▶ [YOUR TASK]
Can you convert every one of the records below into a JSON list of strings, one string per line, leaving out any blank lines?

▶ [RECORDED INFORMATION]
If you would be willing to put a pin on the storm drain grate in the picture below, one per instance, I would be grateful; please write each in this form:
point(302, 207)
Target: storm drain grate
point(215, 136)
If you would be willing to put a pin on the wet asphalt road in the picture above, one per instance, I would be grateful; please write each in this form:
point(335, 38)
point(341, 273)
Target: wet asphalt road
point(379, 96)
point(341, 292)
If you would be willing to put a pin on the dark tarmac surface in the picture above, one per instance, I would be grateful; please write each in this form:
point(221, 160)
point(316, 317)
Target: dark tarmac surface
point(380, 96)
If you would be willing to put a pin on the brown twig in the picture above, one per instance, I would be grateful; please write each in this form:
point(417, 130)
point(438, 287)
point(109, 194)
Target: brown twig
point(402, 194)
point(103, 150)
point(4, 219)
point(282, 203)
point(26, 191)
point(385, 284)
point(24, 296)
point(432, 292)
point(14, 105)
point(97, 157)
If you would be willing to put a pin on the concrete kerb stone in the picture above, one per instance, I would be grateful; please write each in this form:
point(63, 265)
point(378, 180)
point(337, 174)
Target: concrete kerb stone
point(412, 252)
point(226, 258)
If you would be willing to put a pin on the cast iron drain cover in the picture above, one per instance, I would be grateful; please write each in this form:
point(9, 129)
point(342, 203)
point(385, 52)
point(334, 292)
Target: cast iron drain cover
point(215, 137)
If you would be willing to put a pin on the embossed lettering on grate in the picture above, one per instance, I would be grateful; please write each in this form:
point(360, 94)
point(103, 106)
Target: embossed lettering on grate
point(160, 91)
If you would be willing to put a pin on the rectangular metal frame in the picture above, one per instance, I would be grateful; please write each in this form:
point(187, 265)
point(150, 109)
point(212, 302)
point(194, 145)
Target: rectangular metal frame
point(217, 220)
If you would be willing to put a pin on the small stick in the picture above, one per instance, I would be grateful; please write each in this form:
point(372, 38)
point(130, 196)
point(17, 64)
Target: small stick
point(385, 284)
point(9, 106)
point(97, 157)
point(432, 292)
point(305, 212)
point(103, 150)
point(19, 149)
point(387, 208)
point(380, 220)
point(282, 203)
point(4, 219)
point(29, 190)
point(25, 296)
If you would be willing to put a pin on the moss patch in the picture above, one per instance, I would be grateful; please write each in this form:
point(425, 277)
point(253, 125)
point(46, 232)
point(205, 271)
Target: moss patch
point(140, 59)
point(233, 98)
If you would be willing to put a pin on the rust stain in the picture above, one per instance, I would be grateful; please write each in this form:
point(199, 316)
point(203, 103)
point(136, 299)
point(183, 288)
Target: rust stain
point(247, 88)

▶ [EXERCISE OUTPUT]
[
  "If you would be willing to put a pin on the storm drain grate in the picture below, one per instance, I would be grateful; please write each in this form:",
  "point(302, 207)",
  "Target: storm drain grate",
  "point(215, 136)",
  "If you would be willing to put a pin on the wet asphalt road in the picture above, one per instance, I would be grateful; please write each in this form:",
  "point(335, 38)",
  "point(341, 273)",
  "Target: wet asphalt road",
  "point(379, 96)",
  "point(341, 292)",
  "If you would be willing to put a pin on the dark tarmac surface in the picture above, one per instance, I would be grateful; please write each in this form:",
  "point(221, 160)",
  "point(316, 317)",
  "Target: dark tarmac surface",
  "point(380, 96)",
  "If you would be willing to put a pin on the brown twig in the picture above, one per instance, I would be grateful; please write each in this form:",
  "point(417, 130)",
  "point(438, 287)",
  "point(109, 194)",
  "Target: brown twig",
  "point(402, 194)",
  "point(103, 150)",
  "point(4, 219)",
  "point(282, 203)",
  "point(26, 191)",
  "point(385, 284)",
  "point(24, 296)",
  "point(432, 292)",
  "point(14, 105)",
  "point(97, 157)",
  "If you would be willing to put a pin on the concrete kerb stone in the picture above, one per instance, I would be grateful; please write each in this form:",
  "point(63, 265)",
  "point(378, 180)",
  "point(337, 174)",
  "Target: concrete kerb stone",
  "point(412, 252)",
  "point(226, 258)",
  "If you would be willing to put a pin on the cast iron drain cover in the picture above, one per instance, I would be grateful; please write each in this form:",
  "point(9, 129)",
  "point(342, 203)",
  "point(385, 52)",
  "point(334, 292)",
  "Target: cast iron drain cover",
  "point(215, 137)",
  "If you would be willing to put a pin on the embossed lettering on grate in the picture above, one per instance, I would be grateful; please write each in this form:",
  "point(360, 94)",
  "point(103, 106)",
  "Target: embossed lettering on grate",
  "point(160, 91)",
  "If you would be willing to put a pin on the rectangular metal frame in the picture above, one per instance, I would be grateful; please write each in this form:",
  "point(187, 265)",
  "point(150, 109)",
  "point(212, 302)",
  "point(194, 145)",
  "Target: rectangular metal frame",
  "point(217, 220)",
  "If you would be willing to put a pin on the small stick in the picture above, one per instance, I would be grateful; please write each in this form:",
  "point(372, 38)",
  "point(130, 196)",
  "point(17, 64)",
  "Target: small stick",
  "point(385, 284)",
  "point(9, 106)",
  "point(97, 157)",
  "point(432, 292)",
  "point(305, 212)",
  "point(103, 150)",
  "point(19, 149)",
  "point(387, 208)",
  "point(380, 220)",
  "point(282, 203)",
  "point(4, 219)",
  "point(29, 190)",
  "point(25, 296)",
  "If you would be willing to put a pin on the moss patch in the picture above, one per instance, I would be grateful; please write each in this form:",
  "point(425, 277)",
  "point(253, 125)",
  "point(46, 232)",
  "point(205, 271)",
  "Target: moss patch",
  "point(140, 59)",
  "point(233, 98)",
  "If you would be willing to put a pin on the rust stain in the picture above, one per instance, I would be grateful; please write each in this form:",
  "point(199, 316)",
  "point(203, 103)",
  "point(136, 299)",
  "point(183, 288)",
  "Target: rust stain",
  "point(247, 88)"
]